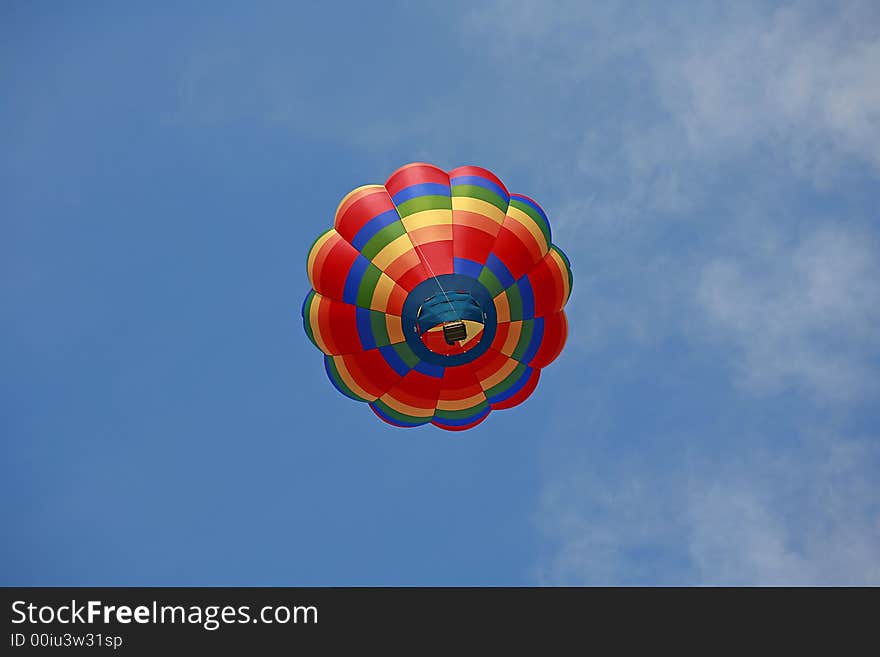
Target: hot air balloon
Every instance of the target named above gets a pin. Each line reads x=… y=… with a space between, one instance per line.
x=437 y=297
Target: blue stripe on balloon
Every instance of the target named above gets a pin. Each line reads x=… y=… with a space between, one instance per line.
x=494 y=264
x=512 y=390
x=394 y=360
x=421 y=189
x=537 y=338
x=430 y=369
x=467 y=267
x=348 y=394
x=459 y=422
x=365 y=328
x=393 y=420
x=353 y=281
x=531 y=204
x=373 y=226
x=479 y=181
x=528 y=298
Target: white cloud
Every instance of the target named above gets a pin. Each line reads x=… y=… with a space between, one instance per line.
x=805 y=315
x=809 y=516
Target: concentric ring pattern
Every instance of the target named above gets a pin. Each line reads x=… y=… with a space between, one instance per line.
x=394 y=256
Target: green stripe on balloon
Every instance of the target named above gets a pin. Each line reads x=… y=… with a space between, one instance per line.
x=475 y=191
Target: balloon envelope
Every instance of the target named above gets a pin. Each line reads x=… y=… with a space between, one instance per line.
x=437 y=297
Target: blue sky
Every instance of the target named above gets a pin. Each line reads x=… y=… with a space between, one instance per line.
x=711 y=171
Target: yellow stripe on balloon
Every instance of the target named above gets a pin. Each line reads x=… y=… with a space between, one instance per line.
x=512 y=340
x=315 y=324
x=382 y=292
x=563 y=271
x=406 y=409
x=424 y=218
x=313 y=254
x=502 y=307
x=460 y=404
x=349 y=380
x=478 y=206
x=394 y=327
x=500 y=375
x=393 y=251
x=530 y=225
x=349 y=198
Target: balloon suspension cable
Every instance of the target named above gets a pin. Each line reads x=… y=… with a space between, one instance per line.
x=436 y=280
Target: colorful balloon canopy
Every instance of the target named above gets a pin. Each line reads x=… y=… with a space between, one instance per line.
x=437 y=297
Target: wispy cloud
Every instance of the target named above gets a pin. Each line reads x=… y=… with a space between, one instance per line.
x=702 y=192
x=803 y=516
x=804 y=315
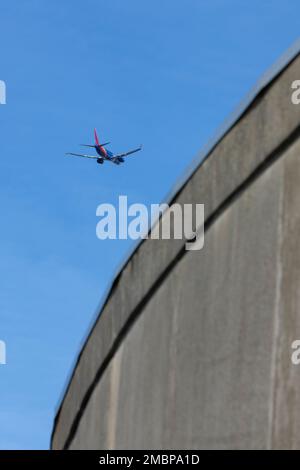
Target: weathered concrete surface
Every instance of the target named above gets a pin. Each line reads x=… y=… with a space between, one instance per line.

------------------------------

> **WHAT IS ASKED**: Output all the rows above as a JSON list of strings, with one string per line and no blank lines. Leave the pictures out.

> **TASK RESPONSE**:
[
  "Target: hot air balloon",
  "Every instance of the target named above gets a pin. Each line reads x=… y=… with a space between, one instance per line.",
  "x=437 y=297",
  "Target: blue stripe on balloon",
  "Every instance of the target named above gets a pin. Each line reads x=… y=… with a space between, one instance per line.",
  "x=494 y=264",
  "x=512 y=390",
  "x=394 y=360",
  "x=421 y=189",
  "x=537 y=338",
  "x=430 y=369",
  "x=467 y=267",
  "x=348 y=394",
  "x=459 y=422",
  "x=365 y=328",
  "x=393 y=420",
  "x=353 y=281",
  "x=531 y=204",
  "x=373 y=226",
  "x=479 y=181",
  "x=528 y=298",
  "Target: white cloud",
  "Every instance of the target named above gets a pin. Each line reads x=… y=… with a space between, one instance per line.",
  "x=805 y=315",
  "x=809 y=516",
  "Target: concentric ring pattern",
  "Every instance of the target named above gets a pin. Each line reads x=… y=… with a space between, one instance per line.",
  "x=394 y=256",
  "Target: green stripe on balloon",
  "Every instance of the target named above gets a pin. Each line reads x=… y=… with a space between, one instance per line.",
  "x=475 y=191",
  "Target: balloon envelope",
  "Every instance of the target named above gets a pin. Each line reads x=… y=… with a space between, one instance per line.",
  "x=437 y=297",
  "Target: blue sky",
  "Every instance of the target named above gets a pin. Each line reads x=… y=… with a space between, one instance per line.",
  "x=711 y=171",
  "Target: yellow stripe on balloon",
  "Every instance of the target named above gets a pin. Each line reads x=… y=… with a space between, one instance per line.",
  "x=512 y=340",
  "x=315 y=324",
  "x=382 y=292",
  "x=563 y=271",
  "x=406 y=409",
  "x=424 y=218",
  "x=313 y=254",
  "x=502 y=307",
  "x=460 y=404",
  "x=349 y=380",
  "x=478 y=206",
  "x=394 y=327",
  "x=500 y=375",
  "x=393 y=251",
  "x=530 y=225",
  "x=349 y=198",
  "Target: balloon suspension cable",
  "Every instance of the target named above gets a pin. Each line reads x=… y=… with a space between, one instance per line.",
  "x=436 y=280",
  "Target: colorful balloon canopy",
  "Every instance of the target named above gets a pin. Each line reads x=… y=… with a space between, one instance per line.",
  "x=437 y=297",
  "Target: wispy cloud",
  "Every instance of the target named above gets a pin. Each line reads x=… y=… with a space between, one instance per line.",
  "x=702 y=192",
  "x=803 y=516",
  "x=804 y=315",
  "Target: weathered concrete surface",
  "Every instance of the target named above gets a pin. Each line reads x=… y=… with a space between, one instance per line."
]